◆ Problem
According to the passage, why does the Apostles' Creed say "He descended to the dead" after it has already named Jesus' crucifixion, death, and burial? Answer in one to three sentences.

Passage provided START

“Fellow Israelites, I can tell you confidently that the patriarch David died and was buried, and his tomb is here to this day. But he was a prophet and knew that God had promised him on oath that he would place one of his descendants on his throne. Seeing what was to come, he spoke of the resurrection of the Messiah, that he was not abandoned to the realm of the dead, nor did his body see decay. God has raised this Jesus to life, and we are all witnesses of it. Exalted to the right hand of God, he has received from the Father the promised Holy Spirit and has poured out what you now see and hear. For David did not ascend to heaven, and yet he said,
“‘The Lord said to my Lord:
“Sit at my right hand
until I make your enemies
a footstool for your feet.”’
“Therefore let all Israel be assured of this: God has made this Jesus, whom you crucified, both Lord and Messiah.”
- Acts 2:29-36
The Apostles' Creed states Jesus' crucifixion, death, and burial. Strangely, it (seems to) repeat itself: "He descended to the dead".
This statement partly exists to remind us that Jesus really was a human being, and not just a celestial being hiding in a human body. Body, mind and soul, he followed the human journey all the way to its conclusion. And that conclusion is death.
But then something happened that has happened to hardly anyone else, and no-one else in the same way. In John's vision of Jesus in Revelation 1 Jesus says, "Do not be afraid. I am the First and the Last. I am the Living One; I was dead, and now look, I am alive for ever and ever! And I hold the keys of death and Hades." Jesus overcame death - it is itself under his authority.

Passage provided END
Data provided START

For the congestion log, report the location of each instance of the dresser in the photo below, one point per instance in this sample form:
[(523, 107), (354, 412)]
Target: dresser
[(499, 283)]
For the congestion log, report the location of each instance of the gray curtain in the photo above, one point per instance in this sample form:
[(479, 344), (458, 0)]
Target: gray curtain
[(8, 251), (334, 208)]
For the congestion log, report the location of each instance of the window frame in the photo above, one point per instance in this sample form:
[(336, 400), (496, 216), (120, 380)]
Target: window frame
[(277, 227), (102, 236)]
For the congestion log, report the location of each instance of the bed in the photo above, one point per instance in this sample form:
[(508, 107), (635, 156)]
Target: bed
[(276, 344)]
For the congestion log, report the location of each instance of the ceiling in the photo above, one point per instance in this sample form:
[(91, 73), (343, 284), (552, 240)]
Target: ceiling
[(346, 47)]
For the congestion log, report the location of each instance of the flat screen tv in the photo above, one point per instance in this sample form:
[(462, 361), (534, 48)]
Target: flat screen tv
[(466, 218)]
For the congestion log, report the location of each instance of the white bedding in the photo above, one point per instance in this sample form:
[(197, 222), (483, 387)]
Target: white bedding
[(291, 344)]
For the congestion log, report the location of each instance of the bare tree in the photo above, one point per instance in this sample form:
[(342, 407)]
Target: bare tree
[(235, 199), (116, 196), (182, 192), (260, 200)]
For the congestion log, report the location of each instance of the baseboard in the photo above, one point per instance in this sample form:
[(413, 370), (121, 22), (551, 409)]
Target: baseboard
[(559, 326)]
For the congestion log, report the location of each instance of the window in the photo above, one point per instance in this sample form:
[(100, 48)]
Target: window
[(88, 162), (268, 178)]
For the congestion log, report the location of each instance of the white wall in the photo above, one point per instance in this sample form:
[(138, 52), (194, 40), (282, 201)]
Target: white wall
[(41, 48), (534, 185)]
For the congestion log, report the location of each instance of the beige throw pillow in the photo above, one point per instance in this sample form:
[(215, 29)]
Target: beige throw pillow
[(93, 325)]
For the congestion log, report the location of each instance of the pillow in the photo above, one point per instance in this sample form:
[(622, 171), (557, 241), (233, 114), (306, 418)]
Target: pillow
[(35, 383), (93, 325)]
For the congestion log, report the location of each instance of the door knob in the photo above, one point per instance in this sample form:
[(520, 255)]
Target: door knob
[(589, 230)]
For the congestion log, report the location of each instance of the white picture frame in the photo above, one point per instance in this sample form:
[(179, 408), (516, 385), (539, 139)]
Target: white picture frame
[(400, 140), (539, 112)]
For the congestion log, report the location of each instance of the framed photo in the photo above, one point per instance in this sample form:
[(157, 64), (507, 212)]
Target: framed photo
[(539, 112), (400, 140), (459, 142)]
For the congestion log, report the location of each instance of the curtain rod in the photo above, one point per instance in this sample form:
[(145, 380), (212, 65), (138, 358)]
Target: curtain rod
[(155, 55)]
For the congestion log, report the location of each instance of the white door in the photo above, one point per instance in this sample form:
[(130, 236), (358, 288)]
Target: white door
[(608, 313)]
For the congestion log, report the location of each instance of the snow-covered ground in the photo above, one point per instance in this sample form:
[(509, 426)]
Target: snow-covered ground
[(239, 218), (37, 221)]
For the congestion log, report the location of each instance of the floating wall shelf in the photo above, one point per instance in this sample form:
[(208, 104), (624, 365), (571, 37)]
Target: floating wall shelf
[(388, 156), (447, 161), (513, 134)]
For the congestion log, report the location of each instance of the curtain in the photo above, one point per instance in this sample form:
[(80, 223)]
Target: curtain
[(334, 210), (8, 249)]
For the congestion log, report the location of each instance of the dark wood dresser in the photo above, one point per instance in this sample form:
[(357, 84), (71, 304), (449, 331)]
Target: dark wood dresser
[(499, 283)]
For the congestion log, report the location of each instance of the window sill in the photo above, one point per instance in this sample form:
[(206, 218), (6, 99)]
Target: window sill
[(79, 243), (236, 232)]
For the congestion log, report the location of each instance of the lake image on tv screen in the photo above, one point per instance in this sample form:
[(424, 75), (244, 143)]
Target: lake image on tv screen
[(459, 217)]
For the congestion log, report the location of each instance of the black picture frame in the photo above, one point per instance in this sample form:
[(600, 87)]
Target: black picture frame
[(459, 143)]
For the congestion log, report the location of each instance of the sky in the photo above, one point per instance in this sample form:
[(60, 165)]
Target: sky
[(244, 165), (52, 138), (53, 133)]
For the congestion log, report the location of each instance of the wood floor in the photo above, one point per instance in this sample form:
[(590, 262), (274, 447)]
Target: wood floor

Data provided END

◆ Response below
The statement exists partly to remind us that Jesus really was a human being, not a celestial being hiding in a human body. In body, mind and soul, he followed the human journey all the way to its conclusion, which is death.